# [WHAT THIS TASK INVOLVES]
Replace "mud doorframe" with "wooden doorframe" in the lines from the one containing "Indicate a point on each instance of the goat" through the one containing "[(287, 183)]", inclusive. Return only those lines, leaving everything else unchanged.

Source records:

☆ ☆ ☆ ☆

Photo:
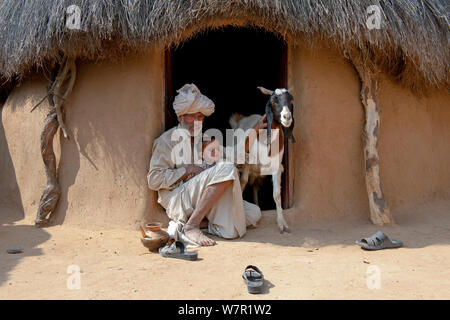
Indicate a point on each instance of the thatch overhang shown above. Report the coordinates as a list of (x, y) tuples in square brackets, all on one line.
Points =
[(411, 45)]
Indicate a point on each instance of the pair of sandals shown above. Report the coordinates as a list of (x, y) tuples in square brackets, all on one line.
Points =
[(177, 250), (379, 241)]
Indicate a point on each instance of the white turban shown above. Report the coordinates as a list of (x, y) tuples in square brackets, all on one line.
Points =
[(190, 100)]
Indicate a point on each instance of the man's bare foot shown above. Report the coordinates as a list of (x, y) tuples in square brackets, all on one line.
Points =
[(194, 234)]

☆ ☆ ☆ ☆

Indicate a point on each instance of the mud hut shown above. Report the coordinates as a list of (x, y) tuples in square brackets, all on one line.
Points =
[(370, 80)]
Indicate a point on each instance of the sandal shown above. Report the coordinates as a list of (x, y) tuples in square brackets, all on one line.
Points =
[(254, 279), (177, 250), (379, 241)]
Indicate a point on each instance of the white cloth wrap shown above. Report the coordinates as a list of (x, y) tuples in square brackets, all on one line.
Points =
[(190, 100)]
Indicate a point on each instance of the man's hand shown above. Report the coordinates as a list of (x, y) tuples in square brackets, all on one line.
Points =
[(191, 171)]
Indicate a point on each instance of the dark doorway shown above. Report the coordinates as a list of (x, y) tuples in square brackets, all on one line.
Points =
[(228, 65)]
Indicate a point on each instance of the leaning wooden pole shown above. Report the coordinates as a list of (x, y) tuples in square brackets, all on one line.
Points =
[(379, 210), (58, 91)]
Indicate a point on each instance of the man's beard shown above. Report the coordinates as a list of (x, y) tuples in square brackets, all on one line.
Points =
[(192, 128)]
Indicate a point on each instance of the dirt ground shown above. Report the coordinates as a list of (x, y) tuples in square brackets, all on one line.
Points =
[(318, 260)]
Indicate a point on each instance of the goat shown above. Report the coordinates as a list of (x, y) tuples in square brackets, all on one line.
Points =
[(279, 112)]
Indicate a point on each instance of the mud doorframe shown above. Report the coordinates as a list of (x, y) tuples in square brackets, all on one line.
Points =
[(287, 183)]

☆ ☆ ☆ ☆

# [COMPLETED EXERCISE]
Indicate a point on each instance of the goat shown above. Report the coordinates as a list of (x, y) tuples in square brackets, all on one line.
Points =
[(279, 112)]
Indicate a point on each instance of the wooden doorframe shown above. Report the coordinates as a list of (x, y) tuples in square brackets, all on one line.
Points =
[(287, 183)]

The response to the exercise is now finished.